▶ _Data to use_
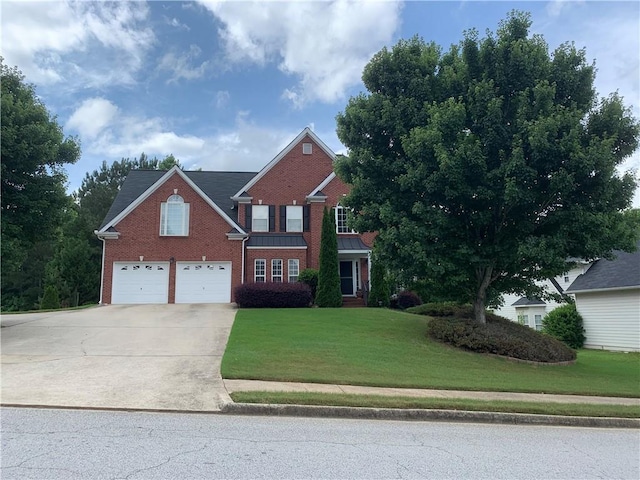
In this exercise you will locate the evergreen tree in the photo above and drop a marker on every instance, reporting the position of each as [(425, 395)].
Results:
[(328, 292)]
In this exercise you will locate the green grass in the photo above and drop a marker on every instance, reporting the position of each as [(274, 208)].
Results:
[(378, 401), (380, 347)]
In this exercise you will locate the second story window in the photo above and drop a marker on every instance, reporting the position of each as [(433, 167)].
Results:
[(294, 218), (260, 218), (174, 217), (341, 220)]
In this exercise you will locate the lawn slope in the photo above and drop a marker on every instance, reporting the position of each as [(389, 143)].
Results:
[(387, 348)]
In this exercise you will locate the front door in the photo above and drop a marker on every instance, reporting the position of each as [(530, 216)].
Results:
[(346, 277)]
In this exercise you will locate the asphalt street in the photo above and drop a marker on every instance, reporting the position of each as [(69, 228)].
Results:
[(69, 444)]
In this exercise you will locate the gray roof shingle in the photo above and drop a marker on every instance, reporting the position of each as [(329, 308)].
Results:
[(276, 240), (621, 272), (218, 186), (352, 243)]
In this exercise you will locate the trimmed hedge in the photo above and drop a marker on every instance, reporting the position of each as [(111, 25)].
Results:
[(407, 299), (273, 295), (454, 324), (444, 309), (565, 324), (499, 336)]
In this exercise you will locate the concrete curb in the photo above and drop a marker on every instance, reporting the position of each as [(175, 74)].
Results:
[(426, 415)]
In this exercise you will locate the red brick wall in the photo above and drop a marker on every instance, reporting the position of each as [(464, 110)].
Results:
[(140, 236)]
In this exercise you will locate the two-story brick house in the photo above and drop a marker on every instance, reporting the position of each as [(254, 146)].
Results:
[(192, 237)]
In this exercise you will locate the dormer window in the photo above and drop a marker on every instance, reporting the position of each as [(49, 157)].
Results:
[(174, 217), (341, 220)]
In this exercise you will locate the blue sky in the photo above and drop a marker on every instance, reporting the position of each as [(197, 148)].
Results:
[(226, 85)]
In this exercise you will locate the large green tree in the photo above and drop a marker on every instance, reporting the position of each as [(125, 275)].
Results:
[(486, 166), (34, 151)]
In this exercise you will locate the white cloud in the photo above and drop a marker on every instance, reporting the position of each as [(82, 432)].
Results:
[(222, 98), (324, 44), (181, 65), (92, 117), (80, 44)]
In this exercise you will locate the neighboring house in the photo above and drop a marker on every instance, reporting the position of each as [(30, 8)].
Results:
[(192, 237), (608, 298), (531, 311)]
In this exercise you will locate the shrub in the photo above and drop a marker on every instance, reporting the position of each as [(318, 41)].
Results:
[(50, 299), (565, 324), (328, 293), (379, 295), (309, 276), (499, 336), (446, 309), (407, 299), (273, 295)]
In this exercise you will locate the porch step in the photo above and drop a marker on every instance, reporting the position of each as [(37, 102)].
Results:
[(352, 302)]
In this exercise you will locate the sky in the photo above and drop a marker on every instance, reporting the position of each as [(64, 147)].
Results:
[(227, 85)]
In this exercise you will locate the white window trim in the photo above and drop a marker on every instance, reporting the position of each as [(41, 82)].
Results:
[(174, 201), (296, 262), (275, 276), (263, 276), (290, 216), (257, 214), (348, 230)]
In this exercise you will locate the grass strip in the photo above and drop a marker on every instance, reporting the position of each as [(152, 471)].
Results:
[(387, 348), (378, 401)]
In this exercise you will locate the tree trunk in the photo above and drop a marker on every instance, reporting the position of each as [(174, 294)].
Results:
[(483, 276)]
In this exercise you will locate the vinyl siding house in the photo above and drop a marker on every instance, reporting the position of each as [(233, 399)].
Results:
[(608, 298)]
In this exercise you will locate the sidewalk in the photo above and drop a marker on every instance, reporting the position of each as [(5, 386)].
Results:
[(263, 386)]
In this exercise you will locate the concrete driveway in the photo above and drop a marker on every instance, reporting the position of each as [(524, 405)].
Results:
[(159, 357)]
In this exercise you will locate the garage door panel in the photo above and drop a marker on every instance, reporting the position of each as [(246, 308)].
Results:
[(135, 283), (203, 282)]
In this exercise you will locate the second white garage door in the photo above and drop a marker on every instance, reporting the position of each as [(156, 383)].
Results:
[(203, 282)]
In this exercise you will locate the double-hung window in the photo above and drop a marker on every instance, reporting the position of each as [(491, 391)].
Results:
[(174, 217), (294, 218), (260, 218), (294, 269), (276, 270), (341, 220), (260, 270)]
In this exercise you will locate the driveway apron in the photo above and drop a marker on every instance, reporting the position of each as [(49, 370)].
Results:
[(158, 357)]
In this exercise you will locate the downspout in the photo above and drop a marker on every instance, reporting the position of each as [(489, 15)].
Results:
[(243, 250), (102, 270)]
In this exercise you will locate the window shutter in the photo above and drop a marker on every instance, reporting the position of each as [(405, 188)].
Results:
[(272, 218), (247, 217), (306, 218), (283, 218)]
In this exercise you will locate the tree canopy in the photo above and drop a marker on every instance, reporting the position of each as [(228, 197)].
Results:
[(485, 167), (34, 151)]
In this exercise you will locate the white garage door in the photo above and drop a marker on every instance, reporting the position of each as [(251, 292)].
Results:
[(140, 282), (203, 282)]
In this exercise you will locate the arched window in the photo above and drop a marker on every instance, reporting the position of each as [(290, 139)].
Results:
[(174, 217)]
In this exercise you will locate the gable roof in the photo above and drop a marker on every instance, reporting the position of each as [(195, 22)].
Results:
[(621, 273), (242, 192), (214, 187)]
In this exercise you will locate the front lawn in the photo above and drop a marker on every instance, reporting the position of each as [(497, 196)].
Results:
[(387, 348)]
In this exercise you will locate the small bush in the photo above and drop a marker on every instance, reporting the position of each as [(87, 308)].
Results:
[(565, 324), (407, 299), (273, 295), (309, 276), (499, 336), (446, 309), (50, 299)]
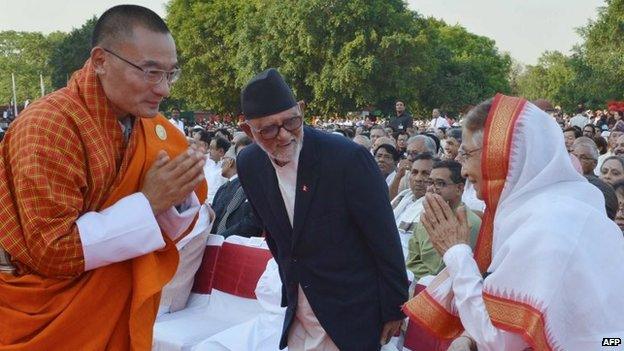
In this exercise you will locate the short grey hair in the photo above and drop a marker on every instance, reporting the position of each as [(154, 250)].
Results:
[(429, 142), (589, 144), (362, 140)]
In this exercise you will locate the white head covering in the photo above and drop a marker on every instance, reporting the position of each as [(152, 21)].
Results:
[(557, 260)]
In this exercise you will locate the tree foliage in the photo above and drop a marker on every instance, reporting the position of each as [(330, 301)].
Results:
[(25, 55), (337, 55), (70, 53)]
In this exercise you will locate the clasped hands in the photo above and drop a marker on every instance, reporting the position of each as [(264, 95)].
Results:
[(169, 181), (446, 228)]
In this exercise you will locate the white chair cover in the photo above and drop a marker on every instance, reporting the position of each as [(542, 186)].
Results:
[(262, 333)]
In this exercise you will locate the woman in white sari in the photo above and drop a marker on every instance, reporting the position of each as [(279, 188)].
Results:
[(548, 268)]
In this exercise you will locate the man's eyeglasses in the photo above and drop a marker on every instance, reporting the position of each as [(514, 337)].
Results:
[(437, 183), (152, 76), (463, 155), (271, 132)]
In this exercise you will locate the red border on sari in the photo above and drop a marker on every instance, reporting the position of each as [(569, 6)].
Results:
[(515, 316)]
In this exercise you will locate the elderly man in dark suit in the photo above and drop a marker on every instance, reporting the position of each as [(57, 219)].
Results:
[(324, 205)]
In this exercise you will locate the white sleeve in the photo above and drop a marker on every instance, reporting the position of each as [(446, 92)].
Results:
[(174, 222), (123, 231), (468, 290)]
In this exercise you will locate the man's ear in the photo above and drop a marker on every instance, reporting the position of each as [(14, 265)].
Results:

▶ _Task prompt_
Multiply every coordinate in the answers by 0.95, rounding to whole numbers with halves going up, and write out the lines again, starting with the line with "In this exercise you will locate the gray" and going on through the line with "[(192, 237)]". Keep the requests and their sample coordinates unchanged.

▶ _Right answer_
In this exercise you will locate the gray roof shingle in the photo above and drop a marker on every instance, reporting the position of each as [(329, 308)].
Results:
[(262, 228), (590, 258), (207, 177), (334, 231)]
In this exercise you will locate the trimmed hedge in the photo above and drop a marker on every instance, reporting the position of each as [(111, 25)].
Results:
[(387, 284), (259, 280), (431, 308), (422, 294), (537, 308), (474, 319)]
In this exercise you will locate the concrete curb in the photo above and drop a marker on every instance, reporting the position of each as [(175, 74)].
Results:
[(405, 394)]
In this exercise you will locate the red brick wall in the photo above and drop a marker on every instance, reporting the position of each as [(464, 110)].
Results:
[(133, 224)]
In this exercise you will locate the two-story brick house in the photo above and drop a marker on every instance, reporting the position of each as [(254, 146)].
Results:
[(182, 225)]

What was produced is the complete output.